### Objective
Count the lines in the records below that contain the string "green", and give only that number.

(Entries labeling object positions)
=====

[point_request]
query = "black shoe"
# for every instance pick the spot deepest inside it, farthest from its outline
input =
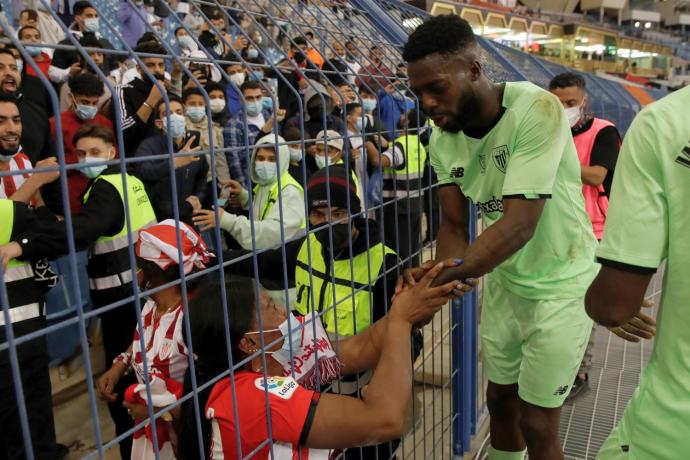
(579, 385)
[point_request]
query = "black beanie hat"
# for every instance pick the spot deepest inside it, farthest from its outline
(333, 178)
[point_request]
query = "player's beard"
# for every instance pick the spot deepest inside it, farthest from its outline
(466, 109)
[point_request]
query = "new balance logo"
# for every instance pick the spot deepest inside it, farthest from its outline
(457, 173)
(684, 157)
(560, 391)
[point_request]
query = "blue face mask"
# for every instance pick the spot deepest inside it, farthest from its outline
(91, 24)
(359, 124)
(368, 105)
(33, 50)
(178, 126)
(86, 112)
(93, 172)
(196, 114)
(254, 108)
(257, 75)
(265, 171)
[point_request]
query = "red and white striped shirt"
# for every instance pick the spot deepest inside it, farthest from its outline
(167, 359)
(10, 184)
(290, 406)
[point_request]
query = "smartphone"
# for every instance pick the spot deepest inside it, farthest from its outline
(193, 134)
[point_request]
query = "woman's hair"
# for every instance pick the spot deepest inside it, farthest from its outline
(207, 325)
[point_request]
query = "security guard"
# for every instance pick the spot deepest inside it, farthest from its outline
(270, 220)
(403, 168)
(18, 224)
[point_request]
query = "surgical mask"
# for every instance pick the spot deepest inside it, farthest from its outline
(196, 114)
(295, 153)
(7, 158)
(573, 114)
(238, 78)
(368, 105)
(313, 361)
(186, 41)
(178, 126)
(291, 341)
(217, 105)
(257, 75)
(342, 234)
(86, 112)
(321, 161)
(91, 24)
(265, 171)
(254, 108)
(33, 50)
(93, 172)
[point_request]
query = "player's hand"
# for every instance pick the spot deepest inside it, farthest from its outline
(48, 176)
(106, 383)
(8, 252)
(419, 303)
(641, 326)
(205, 219)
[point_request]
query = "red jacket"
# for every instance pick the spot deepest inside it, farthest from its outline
(76, 181)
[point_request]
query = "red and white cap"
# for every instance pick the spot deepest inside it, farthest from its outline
(158, 244)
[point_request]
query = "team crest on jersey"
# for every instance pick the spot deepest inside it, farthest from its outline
(500, 156)
(482, 162)
(282, 387)
(166, 349)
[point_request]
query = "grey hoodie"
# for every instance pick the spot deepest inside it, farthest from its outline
(267, 230)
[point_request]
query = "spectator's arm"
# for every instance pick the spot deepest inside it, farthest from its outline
(267, 231)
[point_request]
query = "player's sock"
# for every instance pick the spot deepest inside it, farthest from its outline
(495, 454)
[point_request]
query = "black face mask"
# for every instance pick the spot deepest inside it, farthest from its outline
(342, 235)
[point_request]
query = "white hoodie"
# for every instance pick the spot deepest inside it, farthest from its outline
(267, 231)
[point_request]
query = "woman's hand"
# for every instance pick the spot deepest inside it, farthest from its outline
(138, 412)
(418, 303)
(205, 219)
(106, 382)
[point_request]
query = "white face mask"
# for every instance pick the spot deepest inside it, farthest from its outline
(314, 360)
(237, 78)
(573, 114)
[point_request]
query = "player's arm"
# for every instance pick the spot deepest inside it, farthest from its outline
(498, 242)
(636, 237)
(607, 303)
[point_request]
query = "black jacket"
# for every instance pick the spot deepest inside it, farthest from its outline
(130, 98)
(35, 110)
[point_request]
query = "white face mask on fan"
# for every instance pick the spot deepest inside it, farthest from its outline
(574, 114)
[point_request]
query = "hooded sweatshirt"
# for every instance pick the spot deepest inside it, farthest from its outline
(267, 224)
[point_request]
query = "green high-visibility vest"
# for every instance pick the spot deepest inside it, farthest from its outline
(352, 313)
(110, 253)
(286, 180)
(407, 180)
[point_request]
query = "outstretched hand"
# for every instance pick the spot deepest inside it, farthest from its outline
(418, 303)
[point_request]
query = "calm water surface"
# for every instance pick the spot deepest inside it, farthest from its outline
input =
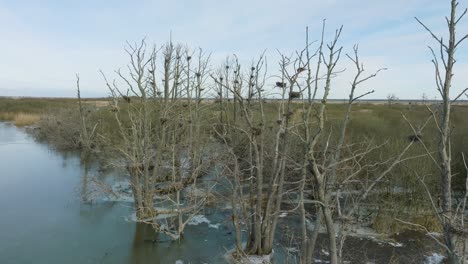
(43, 220)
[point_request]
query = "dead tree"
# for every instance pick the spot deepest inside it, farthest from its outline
(444, 61)
(257, 171)
(160, 143)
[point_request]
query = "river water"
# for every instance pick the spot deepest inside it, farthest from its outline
(44, 219)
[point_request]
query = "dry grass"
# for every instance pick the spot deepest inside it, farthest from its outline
(20, 119)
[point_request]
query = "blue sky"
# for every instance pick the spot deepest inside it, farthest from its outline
(44, 43)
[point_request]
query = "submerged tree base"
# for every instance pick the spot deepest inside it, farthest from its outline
(235, 257)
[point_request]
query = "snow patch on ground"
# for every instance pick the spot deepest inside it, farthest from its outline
(395, 244)
(198, 219)
(434, 259)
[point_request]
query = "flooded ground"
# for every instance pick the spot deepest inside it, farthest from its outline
(45, 220)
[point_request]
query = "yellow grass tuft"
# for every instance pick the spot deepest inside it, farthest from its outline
(20, 119)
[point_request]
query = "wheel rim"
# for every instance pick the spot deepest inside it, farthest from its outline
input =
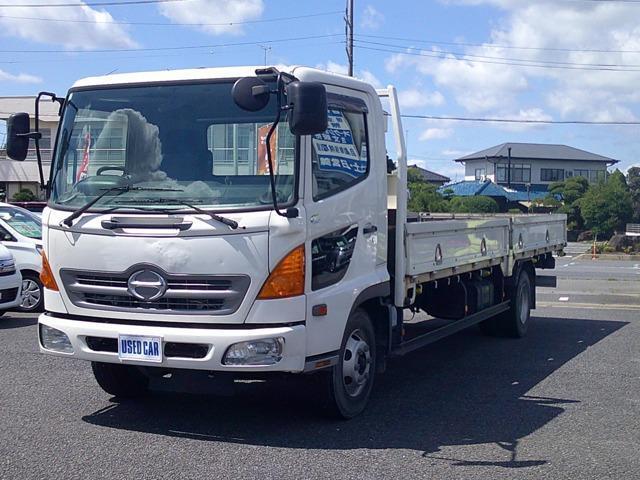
(523, 301)
(30, 294)
(356, 364)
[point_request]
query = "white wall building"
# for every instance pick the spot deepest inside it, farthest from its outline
(533, 165)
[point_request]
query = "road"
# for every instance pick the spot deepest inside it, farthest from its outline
(562, 403)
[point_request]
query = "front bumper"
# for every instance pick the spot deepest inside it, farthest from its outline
(82, 335)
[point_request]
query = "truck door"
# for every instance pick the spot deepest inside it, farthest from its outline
(341, 201)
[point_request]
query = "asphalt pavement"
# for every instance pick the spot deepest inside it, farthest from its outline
(564, 402)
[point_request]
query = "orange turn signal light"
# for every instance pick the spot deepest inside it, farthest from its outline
(46, 275)
(287, 279)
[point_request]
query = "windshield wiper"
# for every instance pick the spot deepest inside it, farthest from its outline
(120, 190)
(218, 218)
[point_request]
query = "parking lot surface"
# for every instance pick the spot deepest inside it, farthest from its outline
(564, 402)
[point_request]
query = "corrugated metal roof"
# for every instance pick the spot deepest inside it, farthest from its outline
(542, 151)
(11, 105)
(470, 188)
(430, 176)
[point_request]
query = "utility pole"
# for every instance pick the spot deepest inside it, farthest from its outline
(349, 31)
(509, 169)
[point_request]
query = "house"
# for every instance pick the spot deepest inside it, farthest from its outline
(533, 166)
(505, 197)
(15, 176)
(430, 177)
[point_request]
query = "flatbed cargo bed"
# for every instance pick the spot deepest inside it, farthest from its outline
(440, 245)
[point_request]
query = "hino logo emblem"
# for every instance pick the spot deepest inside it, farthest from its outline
(146, 285)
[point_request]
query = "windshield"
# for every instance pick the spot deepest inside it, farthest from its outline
(22, 221)
(190, 140)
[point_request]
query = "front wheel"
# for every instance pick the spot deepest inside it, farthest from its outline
(124, 381)
(351, 379)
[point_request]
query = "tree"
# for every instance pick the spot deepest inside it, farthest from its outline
(607, 206)
(633, 180)
(425, 198)
(24, 195)
(476, 204)
(570, 192)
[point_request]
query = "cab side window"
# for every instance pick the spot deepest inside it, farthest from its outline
(340, 157)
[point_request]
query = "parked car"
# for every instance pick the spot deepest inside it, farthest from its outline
(21, 233)
(10, 281)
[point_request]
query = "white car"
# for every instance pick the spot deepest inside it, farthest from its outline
(10, 281)
(21, 233)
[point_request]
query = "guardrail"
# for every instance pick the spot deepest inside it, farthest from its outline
(633, 229)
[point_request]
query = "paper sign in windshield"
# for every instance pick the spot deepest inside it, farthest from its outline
(336, 149)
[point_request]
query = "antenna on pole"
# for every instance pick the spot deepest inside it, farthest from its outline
(266, 49)
(349, 32)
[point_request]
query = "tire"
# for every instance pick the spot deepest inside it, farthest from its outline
(32, 294)
(351, 379)
(515, 321)
(123, 381)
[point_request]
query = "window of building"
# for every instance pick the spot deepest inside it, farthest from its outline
(596, 176)
(340, 154)
(45, 146)
(239, 148)
(520, 172)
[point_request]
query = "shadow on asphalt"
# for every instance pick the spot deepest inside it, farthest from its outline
(8, 321)
(465, 390)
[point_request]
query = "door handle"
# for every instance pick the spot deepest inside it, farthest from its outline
(369, 229)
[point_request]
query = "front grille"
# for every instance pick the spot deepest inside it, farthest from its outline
(8, 295)
(171, 349)
(210, 294)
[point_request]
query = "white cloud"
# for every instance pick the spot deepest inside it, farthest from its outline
(417, 98)
(92, 29)
(436, 134)
(225, 13)
(339, 68)
(19, 78)
(527, 32)
(371, 18)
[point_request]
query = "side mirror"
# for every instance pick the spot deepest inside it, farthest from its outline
(18, 136)
(308, 113)
(251, 93)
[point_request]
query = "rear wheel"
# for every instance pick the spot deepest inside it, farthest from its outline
(515, 321)
(351, 379)
(124, 381)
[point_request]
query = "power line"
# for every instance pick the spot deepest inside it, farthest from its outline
(552, 62)
(183, 47)
(89, 4)
(500, 46)
(165, 24)
(516, 120)
(495, 62)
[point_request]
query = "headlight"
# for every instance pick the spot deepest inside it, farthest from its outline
(54, 339)
(7, 266)
(264, 352)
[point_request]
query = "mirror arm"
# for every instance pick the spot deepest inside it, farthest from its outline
(38, 135)
(291, 212)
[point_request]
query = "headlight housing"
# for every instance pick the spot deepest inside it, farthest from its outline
(55, 340)
(263, 352)
(7, 267)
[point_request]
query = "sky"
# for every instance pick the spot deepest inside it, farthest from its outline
(560, 60)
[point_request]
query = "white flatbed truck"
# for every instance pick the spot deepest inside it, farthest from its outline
(245, 220)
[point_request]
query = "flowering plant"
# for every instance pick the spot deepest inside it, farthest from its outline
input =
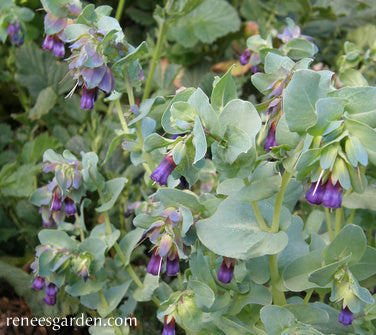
(229, 214)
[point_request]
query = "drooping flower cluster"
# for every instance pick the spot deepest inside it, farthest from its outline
(60, 196)
(327, 194)
(165, 235)
(14, 33)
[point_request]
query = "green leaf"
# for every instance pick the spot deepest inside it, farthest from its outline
(325, 274)
(299, 99)
(150, 284)
(155, 141)
(38, 70)
(199, 140)
(114, 188)
(365, 134)
(113, 297)
(241, 123)
(351, 241)
(208, 116)
(75, 31)
(264, 183)
(174, 197)
(204, 295)
(276, 319)
(296, 274)
(80, 287)
(359, 102)
(300, 48)
(224, 90)
(274, 62)
(33, 151)
(328, 109)
(205, 25)
(57, 238)
(128, 243)
(133, 55)
(19, 279)
(233, 232)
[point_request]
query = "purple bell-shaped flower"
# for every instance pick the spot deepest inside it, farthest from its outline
(161, 173)
(346, 317)
(168, 327)
(226, 272)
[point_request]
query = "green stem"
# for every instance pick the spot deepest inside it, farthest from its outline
(350, 219)
(122, 257)
(307, 297)
(329, 224)
(119, 9)
(337, 227)
(160, 41)
(369, 236)
(121, 117)
(278, 296)
(278, 203)
(260, 219)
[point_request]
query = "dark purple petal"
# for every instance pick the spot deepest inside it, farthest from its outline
(346, 317)
(50, 300)
(38, 283)
(70, 207)
(333, 195)
(93, 76)
(155, 265)
(245, 56)
(107, 83)
(270, 138)
(11, 29)
(89, 96)
(51, 290)
(161, 173)
(83, 273)
(56, 203)
(226, 272)
(53, 24)
(315, 194)
(172, 266)
(168, 328)
(58, 49)
(93, 59)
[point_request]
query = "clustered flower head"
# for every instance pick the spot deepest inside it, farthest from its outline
(161, 173)
(327, 194)
(51, 290)
(165, 235)
(15, 33)
(226, 272)
(68, 178)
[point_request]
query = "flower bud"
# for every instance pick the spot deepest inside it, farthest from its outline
(51, 290)
(38, 283)
(155, 265)
(50, 300)
(161, 173)
(172, 265)
(70, 207)
(346, 317)
(226, 272)
(168, 327)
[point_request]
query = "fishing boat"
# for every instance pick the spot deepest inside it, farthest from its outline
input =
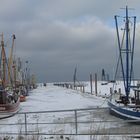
(9, 98)
(126, 105)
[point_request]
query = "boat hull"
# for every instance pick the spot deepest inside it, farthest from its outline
(8, 110)
(122, 112)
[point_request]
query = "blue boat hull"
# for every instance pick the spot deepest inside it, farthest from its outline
(123, 113)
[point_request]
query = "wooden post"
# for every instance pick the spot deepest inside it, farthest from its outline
(91, 82)
(96, 84)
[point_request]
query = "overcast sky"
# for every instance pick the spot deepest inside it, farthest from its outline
(56, 36)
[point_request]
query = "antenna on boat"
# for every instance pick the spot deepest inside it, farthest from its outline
(127, 52)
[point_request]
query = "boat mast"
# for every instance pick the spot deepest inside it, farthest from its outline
(128, 51)
(3, 62)
(127, 55)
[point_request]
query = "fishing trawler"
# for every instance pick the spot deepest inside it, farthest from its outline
(9, 98)
(126, 105)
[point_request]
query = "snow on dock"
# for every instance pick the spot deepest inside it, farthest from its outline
(94, 123)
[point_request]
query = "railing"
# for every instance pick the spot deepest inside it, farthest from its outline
(91, 121)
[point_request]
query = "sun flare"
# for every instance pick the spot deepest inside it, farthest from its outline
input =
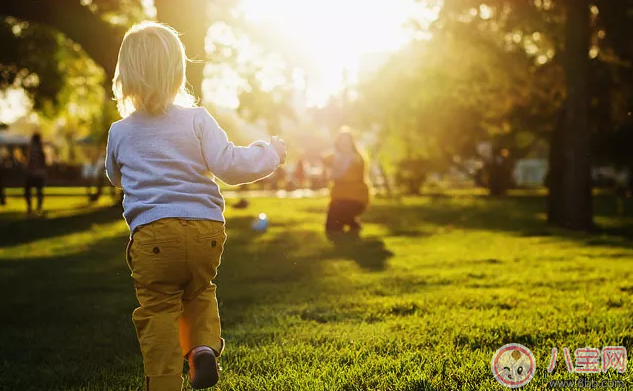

=====

### Finished answer
3